» **Work request A**:
Translate this sentence from the Python tutorial excerpt into Spanish: "Today, you're looking at a special before-and-after case study: how to beautify a Python code snippet."
» **Work request B**:
Answer these questions from the Python tutorial excerpt:
(i) What salary does the dictionary list for Carol?
(ii) What value does the loop's condition compare each salary against?
(iii) How many lines of code does the text say it takes to extract the top earners?

[Page excerpt Boundary: Start]

# Trick 1/10
Do you like "before-and-after" case studies like in those shows where the nerd gets a new set of clothing and becomes the cool kid in town?

Today, you're looking at a special before-and-after case study: how to beautify a Python code snippet.

Let's say you have this code to find all top earners from a dictionary of employee salary data:


In [None]:
# Create employees dictionary of salaries
employees = {'Alice' : 100000,
             'Bob' : 99817,
             'Carol' : 122908,
             'Frank' : 88123,
             'Eve' : 93121}
print(employees)

What are the top earners earning over
$100k per month?

In [None]:
top_earners = []
for key, val in employees.items():
    if val >= 100000:
        top_earners.append((key,val))

# Print everything

In [None]:
print(top_earners)

 [('Alice', 100000), ('Carol', 122908)]

Four lines of code just to extract the top earners! Can we do better?

[Page excerpt Boundary: End]
[Data for review Boundary: Start]

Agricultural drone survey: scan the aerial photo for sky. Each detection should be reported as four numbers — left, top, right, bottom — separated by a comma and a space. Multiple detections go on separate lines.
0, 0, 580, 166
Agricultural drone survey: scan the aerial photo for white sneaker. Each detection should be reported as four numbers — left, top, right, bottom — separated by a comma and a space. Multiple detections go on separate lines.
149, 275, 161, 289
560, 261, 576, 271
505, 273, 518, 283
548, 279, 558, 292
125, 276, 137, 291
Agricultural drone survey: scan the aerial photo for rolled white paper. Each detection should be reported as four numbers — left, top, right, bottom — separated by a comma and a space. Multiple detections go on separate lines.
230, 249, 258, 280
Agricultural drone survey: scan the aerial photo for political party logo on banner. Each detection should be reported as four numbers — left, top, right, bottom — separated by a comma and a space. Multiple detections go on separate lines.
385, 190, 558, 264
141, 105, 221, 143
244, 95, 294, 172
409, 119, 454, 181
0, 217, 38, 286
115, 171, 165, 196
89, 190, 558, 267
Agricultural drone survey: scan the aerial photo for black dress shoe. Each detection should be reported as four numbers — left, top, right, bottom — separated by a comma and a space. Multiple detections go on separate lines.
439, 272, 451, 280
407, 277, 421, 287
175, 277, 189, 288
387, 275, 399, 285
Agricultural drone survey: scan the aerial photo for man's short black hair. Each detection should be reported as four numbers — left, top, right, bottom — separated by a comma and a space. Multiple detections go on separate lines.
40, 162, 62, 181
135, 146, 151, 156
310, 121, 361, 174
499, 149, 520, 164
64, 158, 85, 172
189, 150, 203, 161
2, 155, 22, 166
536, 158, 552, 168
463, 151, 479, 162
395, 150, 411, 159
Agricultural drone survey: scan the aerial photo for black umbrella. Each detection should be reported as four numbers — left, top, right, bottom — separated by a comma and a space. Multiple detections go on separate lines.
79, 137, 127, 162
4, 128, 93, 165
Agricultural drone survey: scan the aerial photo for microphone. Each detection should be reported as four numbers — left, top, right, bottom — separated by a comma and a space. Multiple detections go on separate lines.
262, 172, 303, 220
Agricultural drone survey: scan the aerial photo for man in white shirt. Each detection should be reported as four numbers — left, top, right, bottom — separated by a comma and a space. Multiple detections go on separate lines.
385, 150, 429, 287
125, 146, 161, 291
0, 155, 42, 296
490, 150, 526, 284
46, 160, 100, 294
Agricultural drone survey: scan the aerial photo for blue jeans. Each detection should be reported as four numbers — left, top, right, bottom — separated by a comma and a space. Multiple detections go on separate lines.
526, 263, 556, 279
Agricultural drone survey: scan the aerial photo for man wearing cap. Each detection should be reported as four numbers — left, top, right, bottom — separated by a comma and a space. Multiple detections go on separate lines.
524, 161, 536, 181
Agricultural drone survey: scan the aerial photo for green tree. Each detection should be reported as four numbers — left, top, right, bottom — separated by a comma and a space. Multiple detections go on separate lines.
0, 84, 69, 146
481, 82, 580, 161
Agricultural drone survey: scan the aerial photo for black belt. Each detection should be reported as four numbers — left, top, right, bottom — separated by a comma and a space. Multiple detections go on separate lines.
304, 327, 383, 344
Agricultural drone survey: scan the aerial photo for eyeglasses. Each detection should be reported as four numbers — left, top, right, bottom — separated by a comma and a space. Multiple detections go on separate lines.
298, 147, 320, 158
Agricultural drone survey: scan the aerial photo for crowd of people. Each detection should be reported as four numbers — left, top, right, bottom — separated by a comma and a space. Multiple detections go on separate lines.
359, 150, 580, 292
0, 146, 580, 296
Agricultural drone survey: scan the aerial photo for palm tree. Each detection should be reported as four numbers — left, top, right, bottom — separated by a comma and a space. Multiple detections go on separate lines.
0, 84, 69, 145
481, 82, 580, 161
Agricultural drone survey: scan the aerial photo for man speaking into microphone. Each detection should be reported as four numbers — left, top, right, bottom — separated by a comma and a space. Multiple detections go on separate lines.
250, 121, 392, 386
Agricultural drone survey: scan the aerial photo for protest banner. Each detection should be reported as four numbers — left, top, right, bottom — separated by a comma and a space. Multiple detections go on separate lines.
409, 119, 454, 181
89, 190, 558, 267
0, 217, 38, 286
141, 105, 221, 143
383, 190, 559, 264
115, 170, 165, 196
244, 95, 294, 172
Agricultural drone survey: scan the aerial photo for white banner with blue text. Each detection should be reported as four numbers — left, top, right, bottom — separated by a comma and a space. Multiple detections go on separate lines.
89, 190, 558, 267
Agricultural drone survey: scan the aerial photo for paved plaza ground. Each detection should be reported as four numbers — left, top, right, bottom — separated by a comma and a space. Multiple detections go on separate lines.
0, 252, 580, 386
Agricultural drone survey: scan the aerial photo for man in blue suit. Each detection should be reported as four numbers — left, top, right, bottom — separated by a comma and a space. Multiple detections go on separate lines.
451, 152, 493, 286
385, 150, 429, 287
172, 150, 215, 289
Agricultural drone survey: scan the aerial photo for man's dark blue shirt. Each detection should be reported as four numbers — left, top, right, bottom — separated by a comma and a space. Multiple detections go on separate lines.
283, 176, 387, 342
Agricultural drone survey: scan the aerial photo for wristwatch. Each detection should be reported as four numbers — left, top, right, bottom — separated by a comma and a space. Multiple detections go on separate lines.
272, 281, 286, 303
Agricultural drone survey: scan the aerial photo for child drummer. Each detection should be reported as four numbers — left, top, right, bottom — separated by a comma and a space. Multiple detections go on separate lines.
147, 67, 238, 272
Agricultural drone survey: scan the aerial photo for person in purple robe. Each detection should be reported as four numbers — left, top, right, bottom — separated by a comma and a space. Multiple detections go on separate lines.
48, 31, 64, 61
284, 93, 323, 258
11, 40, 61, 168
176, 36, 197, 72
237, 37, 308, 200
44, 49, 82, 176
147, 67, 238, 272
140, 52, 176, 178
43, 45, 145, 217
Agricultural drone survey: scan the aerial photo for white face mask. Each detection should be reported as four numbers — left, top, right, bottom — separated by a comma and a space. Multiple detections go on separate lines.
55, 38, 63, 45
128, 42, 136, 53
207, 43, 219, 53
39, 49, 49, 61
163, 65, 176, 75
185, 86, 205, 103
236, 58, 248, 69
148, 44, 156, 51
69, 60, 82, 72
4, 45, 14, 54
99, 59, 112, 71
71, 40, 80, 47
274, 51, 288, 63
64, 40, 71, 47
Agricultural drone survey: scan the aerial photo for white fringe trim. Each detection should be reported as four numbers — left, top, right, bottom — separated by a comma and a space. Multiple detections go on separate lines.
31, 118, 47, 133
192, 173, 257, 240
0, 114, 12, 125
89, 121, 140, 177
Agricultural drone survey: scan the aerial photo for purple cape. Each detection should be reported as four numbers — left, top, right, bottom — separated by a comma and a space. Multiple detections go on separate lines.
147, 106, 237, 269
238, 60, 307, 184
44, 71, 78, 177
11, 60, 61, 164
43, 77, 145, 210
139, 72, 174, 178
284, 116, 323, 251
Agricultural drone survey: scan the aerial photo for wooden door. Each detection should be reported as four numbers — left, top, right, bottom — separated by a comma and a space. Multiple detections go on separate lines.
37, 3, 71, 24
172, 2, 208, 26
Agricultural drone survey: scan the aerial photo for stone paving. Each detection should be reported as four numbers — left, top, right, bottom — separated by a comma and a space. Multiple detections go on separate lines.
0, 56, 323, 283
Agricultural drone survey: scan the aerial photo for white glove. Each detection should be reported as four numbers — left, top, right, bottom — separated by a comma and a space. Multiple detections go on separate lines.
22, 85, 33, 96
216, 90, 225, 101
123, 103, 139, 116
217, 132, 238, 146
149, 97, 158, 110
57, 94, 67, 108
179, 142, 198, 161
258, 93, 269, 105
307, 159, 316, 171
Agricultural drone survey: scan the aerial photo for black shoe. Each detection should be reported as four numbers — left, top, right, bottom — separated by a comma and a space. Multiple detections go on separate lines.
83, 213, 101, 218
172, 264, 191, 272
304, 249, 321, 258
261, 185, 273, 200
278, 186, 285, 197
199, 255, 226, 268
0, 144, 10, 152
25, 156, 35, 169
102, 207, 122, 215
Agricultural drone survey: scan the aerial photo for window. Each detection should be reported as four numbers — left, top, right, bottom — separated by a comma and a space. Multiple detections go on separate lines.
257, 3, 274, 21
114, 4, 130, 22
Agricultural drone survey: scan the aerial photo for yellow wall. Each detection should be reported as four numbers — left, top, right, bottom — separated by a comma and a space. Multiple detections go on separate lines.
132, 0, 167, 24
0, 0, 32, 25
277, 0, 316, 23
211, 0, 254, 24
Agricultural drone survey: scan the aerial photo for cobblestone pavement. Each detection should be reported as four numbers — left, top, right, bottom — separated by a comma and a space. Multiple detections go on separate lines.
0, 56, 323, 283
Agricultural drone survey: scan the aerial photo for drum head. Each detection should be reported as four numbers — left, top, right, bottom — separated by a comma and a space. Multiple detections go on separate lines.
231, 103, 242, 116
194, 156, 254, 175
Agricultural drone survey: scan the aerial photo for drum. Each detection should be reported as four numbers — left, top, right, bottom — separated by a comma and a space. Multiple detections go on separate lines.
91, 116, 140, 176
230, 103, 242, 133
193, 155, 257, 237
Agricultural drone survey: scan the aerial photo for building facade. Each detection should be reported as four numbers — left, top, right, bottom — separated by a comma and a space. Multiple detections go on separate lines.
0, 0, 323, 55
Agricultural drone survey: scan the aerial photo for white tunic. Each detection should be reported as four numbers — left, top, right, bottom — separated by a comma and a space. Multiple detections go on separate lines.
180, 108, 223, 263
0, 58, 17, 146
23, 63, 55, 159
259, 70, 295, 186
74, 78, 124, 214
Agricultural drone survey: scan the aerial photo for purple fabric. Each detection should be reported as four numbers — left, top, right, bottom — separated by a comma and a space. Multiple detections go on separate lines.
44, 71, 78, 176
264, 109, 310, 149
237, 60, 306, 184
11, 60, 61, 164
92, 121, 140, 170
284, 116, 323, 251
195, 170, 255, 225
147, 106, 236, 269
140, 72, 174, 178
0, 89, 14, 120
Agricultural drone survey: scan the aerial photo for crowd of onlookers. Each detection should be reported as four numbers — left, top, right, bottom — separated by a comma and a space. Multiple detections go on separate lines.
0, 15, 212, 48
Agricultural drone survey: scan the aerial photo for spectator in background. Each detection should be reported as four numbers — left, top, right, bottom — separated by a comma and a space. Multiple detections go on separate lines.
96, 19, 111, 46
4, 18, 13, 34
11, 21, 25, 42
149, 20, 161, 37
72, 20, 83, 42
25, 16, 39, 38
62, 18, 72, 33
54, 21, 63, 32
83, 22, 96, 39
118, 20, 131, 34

[Data for review Boundary: End]

» **Answer area A**:
Hoy vas a ver un caso de estudio especial de antes y después: cómo embellecer un fragmento de código Python.

» **Answer area B**:
(i) 122908
(ii) 100000
(iii) Four